Voilà,
franchement ces jours-ci, j'ai un sérieux coup de blues. J’aimerais pouvoir mettre un peu de distance, mais j’en suis incapable. Tout m’afflige et je suis en train de perdre pied. le matin je n'ai même plus envie de sortir de mon lit.
J'aimerais bien avoir l'inconscience de mes vingt ans. Me prendre un petit acide à la campagne, histoire d'avoir des extases mystiques, de faire un avec le cosmos, de me sentir dans un état sans mesure, traversé d'ondes, de particules ou bien feuille, lichen, poussière d'étoile, parler avec la fourmi, voyager dans l'écorce, me connecter aux racines, accepter l'étreinte de spectres bienveillants communier avec le grand-tout et autres foutaises comme ça. Mais à vingt ans mon inconscient était moins chargé.
J'avais certes un bon petit bagage, amassé dans mon enfance algérienne qui ne m'incitait pas trop à l'optimisme concernant la nature humaine, mais tout de même, j'avais l'âge des illusions, et encore biens des fraîcheurs en moi qui rendaient solubles les angoisses. Je lisais de la poésie, les coïncidences me semblaient des énigmes à déchiffrer. Je croyais au mystère, aux connexions secrètes, à l'amour et aux forces de l'esprit comme disait Tonton.
Les années ont passé en même temps que le monde s'est enlaidi, rétréci, et moi avec. Non seulement j'approche du bord, le sol devient friable, mais de plus en plus d'amis, de connaissances meurent. Question sérénité je ne suis pas au mieux. L'impression d'être sur une liste d'attente.
Non, peut-être que prendre un trip, à la réflexion, ne serait pas vraiment une bonne idée. Ou alors il faudrait qu'il soit très bon, pas speedé, avec une gentille doctoresse pour me tenir la main ou plus si affinités. Ou même à la rigueur une infirmière. Mais je crois qu'elles ont autre chose à foutre les doctoresses et les infirmières que de s'occuper de moi. C'est pas trop la fête pour elles non plus ces derniers temps.

════

Consigne 1: Recopiez à l'identique la partie du listing qui va de son début jusqu'à la ligne contenant « x=179, y=512 », cette ligne comprise, sans reproduire les images.
Le texte et le listing proviennent de sources distinctes.

Données affichées:
════

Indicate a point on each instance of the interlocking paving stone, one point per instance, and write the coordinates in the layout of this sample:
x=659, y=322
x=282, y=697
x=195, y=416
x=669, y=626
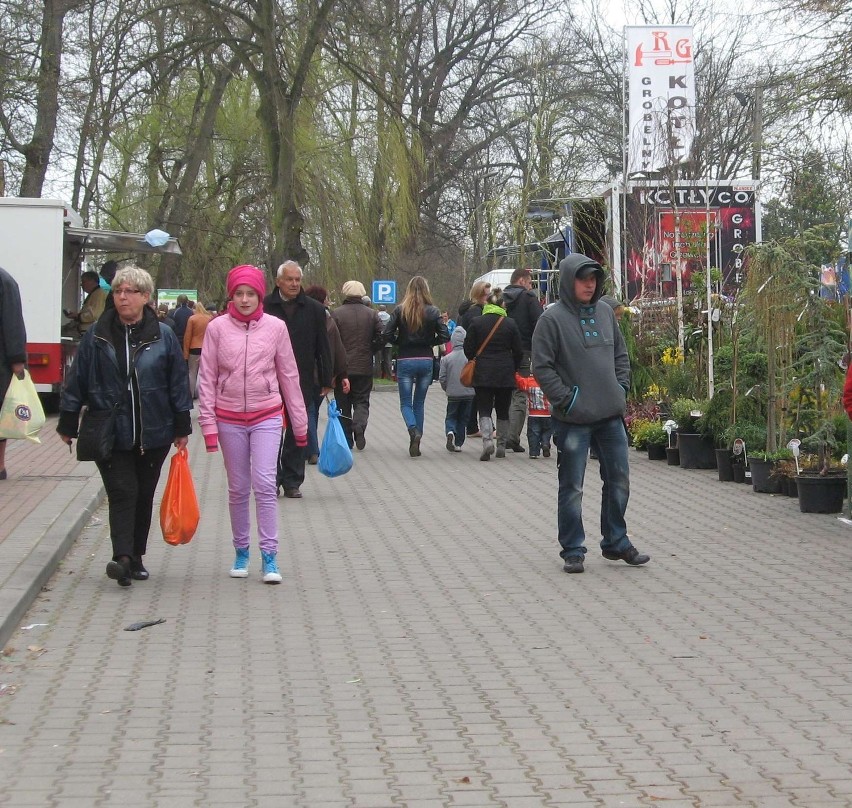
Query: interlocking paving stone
x=425, y=648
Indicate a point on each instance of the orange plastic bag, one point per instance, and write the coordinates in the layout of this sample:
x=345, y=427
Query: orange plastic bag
x=179, y=512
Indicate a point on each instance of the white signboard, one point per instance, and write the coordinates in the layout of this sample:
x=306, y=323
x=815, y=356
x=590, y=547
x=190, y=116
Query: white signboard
x=661, y=96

════

Consigne 2: D'après le texte, dans quel pays s'est déroulée l'enfance de la personne qui écrit ?

Réponse attendue 1:
Indicate a point on each instance of the interlocking paving stone, one point per instance, and write the coordinates in the layout of this sample:
x=659, y=322
x=282, y=697
x=195, y=416
x=669, y=626
Query: interlocking paving stone
x=425, y=648
Indicate a point on each instance of the orange plastic bag, one point per instance, and write the coordinates in the layout of this sample:
x=345, y=427
Query: orange plastic bag
x=179, y=512

Réponse attendue 2: En Algérie.